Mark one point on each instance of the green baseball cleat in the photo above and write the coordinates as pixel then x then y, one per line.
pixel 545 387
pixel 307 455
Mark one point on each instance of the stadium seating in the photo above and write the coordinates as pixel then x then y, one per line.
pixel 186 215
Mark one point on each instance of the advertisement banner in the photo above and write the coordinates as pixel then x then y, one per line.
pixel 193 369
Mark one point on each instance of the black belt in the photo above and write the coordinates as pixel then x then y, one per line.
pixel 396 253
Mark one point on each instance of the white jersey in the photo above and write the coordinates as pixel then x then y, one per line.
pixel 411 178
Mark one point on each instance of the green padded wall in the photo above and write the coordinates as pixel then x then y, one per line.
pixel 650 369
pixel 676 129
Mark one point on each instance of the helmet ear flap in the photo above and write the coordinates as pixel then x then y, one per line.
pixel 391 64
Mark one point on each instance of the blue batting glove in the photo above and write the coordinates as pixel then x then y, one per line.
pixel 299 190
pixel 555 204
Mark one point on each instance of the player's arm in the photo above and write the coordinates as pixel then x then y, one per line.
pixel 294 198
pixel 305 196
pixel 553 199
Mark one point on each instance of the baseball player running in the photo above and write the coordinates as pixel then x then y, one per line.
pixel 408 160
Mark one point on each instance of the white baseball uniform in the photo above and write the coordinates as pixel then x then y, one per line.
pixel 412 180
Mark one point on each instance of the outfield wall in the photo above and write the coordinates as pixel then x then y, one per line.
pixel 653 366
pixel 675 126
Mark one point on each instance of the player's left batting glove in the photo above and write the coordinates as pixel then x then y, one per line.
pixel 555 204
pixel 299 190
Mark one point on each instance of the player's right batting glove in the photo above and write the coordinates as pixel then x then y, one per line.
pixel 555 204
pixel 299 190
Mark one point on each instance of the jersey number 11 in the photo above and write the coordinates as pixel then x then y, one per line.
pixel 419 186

Activity
The line containing "Mark one point on each instance of the player's right" and each line after it through the end of the listing above must be printed exactly, with nothing added.

Your solution
Mark one point on each instance of the player's right batting glove in the photo above and write the coordinates as pixel then x then y, one per line.
pixel 555 204
pixel 299 190
Mark one point on each instance of the jersey number 11 in the photo above and write the coordinates as pixel then x then y, one per line.
pixel 419 186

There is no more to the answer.